▶ _DESCRIPTION OF THE TASK_: Count the lines in the records that contain the string "bride" and reply with only that number.
[start]
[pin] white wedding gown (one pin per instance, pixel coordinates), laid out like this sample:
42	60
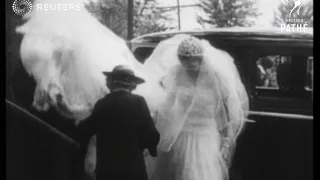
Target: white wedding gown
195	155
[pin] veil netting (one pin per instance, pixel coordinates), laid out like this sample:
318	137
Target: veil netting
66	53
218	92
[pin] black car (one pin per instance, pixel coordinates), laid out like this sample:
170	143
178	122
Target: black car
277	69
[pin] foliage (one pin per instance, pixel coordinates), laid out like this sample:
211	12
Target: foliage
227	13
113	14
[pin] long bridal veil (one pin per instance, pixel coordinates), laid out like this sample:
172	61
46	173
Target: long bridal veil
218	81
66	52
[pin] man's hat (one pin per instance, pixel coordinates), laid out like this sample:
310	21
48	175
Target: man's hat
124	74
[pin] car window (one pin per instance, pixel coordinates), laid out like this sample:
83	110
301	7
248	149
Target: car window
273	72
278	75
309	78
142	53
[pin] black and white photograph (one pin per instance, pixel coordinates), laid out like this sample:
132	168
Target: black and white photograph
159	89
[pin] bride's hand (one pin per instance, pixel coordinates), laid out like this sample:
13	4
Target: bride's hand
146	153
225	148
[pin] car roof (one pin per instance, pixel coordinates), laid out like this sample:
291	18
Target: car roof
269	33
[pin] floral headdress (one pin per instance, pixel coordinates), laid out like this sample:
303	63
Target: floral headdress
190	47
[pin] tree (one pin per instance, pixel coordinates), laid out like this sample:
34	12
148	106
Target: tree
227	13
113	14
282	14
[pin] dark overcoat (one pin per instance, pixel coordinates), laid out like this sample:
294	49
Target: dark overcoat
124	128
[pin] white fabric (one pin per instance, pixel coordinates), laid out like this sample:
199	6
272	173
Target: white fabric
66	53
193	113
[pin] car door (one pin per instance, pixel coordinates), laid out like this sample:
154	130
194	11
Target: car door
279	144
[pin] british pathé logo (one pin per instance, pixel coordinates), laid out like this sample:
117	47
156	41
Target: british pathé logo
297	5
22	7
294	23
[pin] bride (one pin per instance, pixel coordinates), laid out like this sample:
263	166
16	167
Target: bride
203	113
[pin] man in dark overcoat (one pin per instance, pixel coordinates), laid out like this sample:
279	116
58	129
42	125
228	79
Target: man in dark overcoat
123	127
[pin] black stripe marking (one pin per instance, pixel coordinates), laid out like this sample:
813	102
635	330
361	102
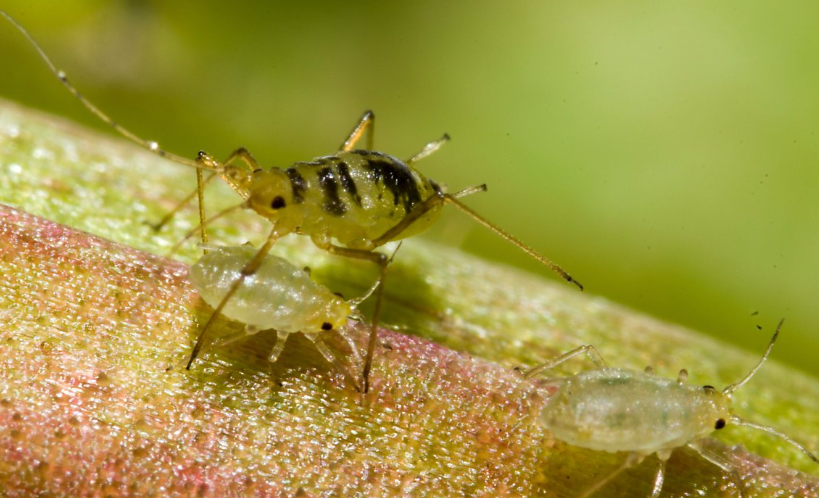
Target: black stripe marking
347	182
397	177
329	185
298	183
[end]
[start]
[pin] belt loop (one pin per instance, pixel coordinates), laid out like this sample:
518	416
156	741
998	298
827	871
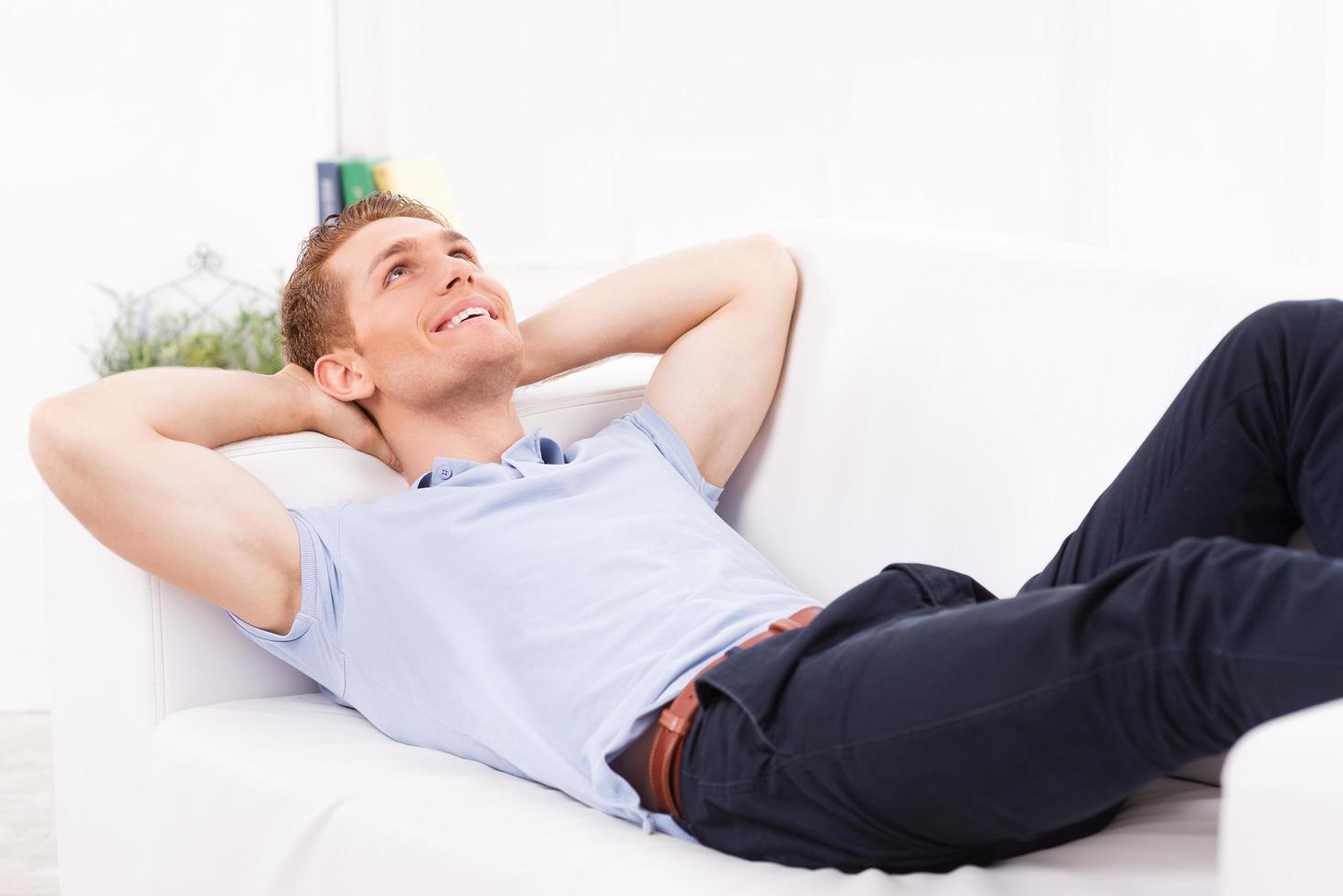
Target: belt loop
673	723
[end]
[start]
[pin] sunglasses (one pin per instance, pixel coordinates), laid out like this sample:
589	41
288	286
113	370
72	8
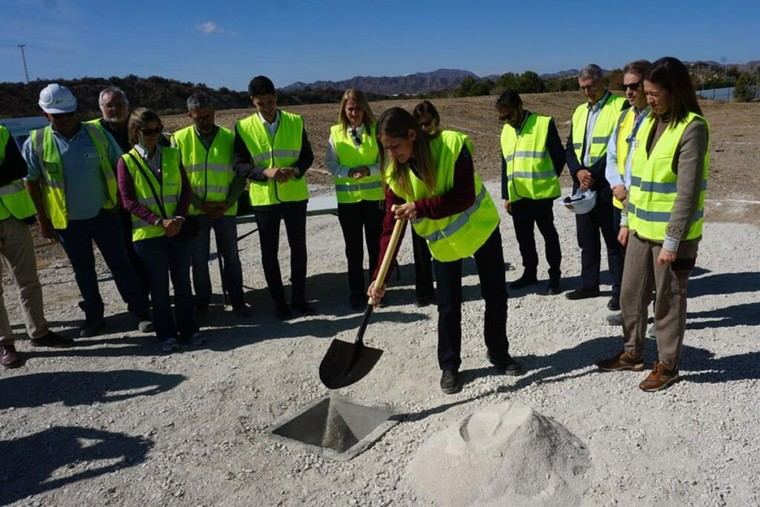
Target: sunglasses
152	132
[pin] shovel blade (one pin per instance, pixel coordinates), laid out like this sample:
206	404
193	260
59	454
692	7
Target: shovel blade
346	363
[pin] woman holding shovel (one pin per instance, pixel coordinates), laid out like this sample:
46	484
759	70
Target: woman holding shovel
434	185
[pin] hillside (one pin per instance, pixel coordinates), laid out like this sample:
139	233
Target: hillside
[end]
▶ _THE OUTPUT_: 4